-- START OF Dataset --

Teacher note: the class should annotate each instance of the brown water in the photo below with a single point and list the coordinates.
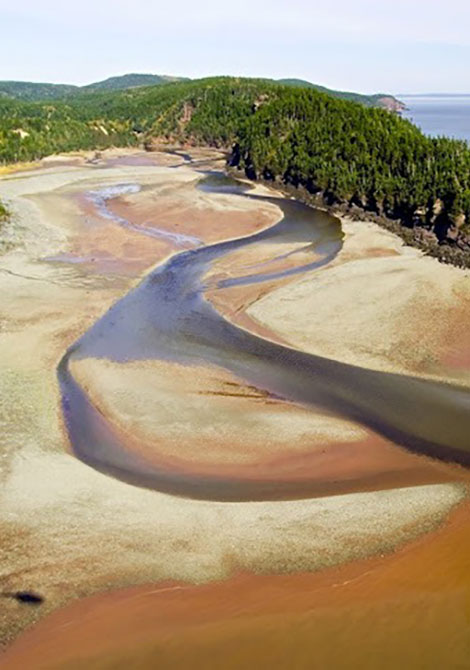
(167, 317)
(410, 609)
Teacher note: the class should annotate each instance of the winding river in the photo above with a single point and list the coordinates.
(167, 317)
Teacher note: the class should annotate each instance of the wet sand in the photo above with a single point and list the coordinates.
(386, 612)
(69, 531)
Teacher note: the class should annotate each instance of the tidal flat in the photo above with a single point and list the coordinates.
(326, 500)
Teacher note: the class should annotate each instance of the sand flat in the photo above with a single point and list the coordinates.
(69, 531)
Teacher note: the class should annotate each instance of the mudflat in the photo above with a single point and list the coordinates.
(82, 237)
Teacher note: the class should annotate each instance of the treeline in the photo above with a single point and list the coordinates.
(337, 150)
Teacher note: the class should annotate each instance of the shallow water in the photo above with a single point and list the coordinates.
(439, 115)
(167, 317)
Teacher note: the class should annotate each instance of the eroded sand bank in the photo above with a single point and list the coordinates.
(69, 531)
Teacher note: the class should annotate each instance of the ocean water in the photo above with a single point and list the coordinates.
(440, 114)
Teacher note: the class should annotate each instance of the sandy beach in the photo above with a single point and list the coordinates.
(70, 532)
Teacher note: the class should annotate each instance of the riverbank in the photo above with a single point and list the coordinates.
(69, 531)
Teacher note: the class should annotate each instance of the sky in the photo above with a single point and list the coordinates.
(399, 46)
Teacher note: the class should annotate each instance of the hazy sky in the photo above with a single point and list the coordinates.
(364, 45)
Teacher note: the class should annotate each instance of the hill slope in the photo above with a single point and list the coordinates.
(34, 92)
(340, 151)
(29, 91)
(376, 100)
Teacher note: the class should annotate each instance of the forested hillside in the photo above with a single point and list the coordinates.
(336, 150)
(34, 92)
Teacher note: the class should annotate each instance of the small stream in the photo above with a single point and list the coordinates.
(167, 317)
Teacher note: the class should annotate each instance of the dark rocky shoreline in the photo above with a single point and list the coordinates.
(454, 249)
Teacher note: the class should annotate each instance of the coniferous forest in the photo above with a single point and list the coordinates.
(337, 151)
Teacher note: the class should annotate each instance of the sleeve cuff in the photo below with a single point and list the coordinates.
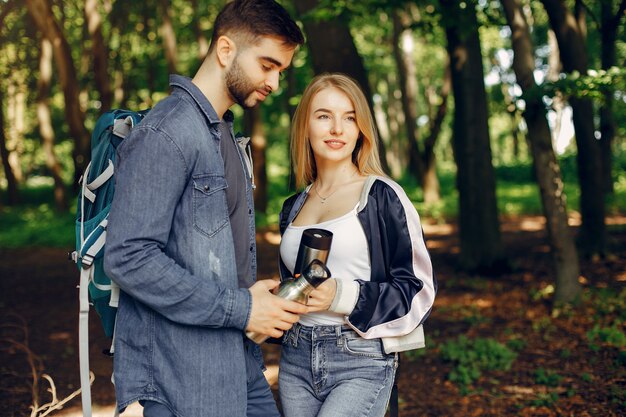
(240, 307)
(346, 297)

-- END OF Dataset --

To do: Images must not appear in the copy; reproduce everything else in the records verbatim.

The output:
Teacher note: the class should annotate each instance of the brown water in the photo below with a single point and list the coordinates.
(167, 317)
(410, 609)
Teacher note: the class should annotate each instance of the winding river in the photo above with a single point and list the coordinates.
(167, 317)
Teacher note: the class should annotate each instance of the wet sand in the photo above with a single point and list the coordinates.
(386, 612)
(69, 531)
Teacher note: the class should annotate each instance of the tidal flat in the photo above with a single point and list the coordinates.
(326, 500)
Teacher note: the class should annotate each instance of the sand flat in the photo above with a single point and list the coordinates.
(69, 531)
Teacher note: the class should annotate each instance of the mudflat in the photo above with a single point and list the coordinates.
(82, 237)
Teacher note: the class should annotate each instance of the treeline in the photo above with a single point and list the coordinates.
(337, 150)
Teacher note: the class should annotate each instance of the shallow water in the photo above with a single point and list the coordinates.
(439, 115)
(167, 317)
Teacher note: the class should annotate each instance of the eroded sand bank in the photo above with a single point and list the coordinates.
(69, 531)
Teacher note: the class should annotate each instance of the ocean water in the photo above with a single point and list the coordinates.
(440, 114)
Teacher note: the class should annotate each instance of the sandy beach in the photo above with a single point and list the coordinates.
(70, 532)
Teacher note: the class should annotate each instance of the riverbank in the photo above with a single point and list the coordinates.
(69, 531)
Teacher note: the class should annotate each instance of the sky in the photo above with a single point and list the coordinates.
(399, 46)
Teacher note: the class should annotate each instance of the hazy sky in the photo above with a single point and list the coordinates.
(364, 45)
Teacher note: the class should annotate each instance of the hill slope in the photo above with a single point and list the coordinates.
(34, 92)
(340, 151)
(29, 91)
(376, 100)
Teacher note: the class should annotate each instance of the forested hillside in the photo above with a single point and list the coordinates.
(336, 150)
(34, 92)
Teacher note: the class should annotate each instance of the small stream in the photo above with a single point and list the coordinates.
(167, 317)
Teacher note: the class should annotate each instance of the dark rocky shoreline in the photo above with a single point and list the coordinates.
(454, 249)
Teacher note: the class should annotate each instance of the coniferous forest in the photo above with a single point and list the coordinates.
(337, 151)
Teacher note: the class should annotate each instance of the sleeve cuff in the photo below with a single point and list the coordinates.
(240, 307)
(346, 297)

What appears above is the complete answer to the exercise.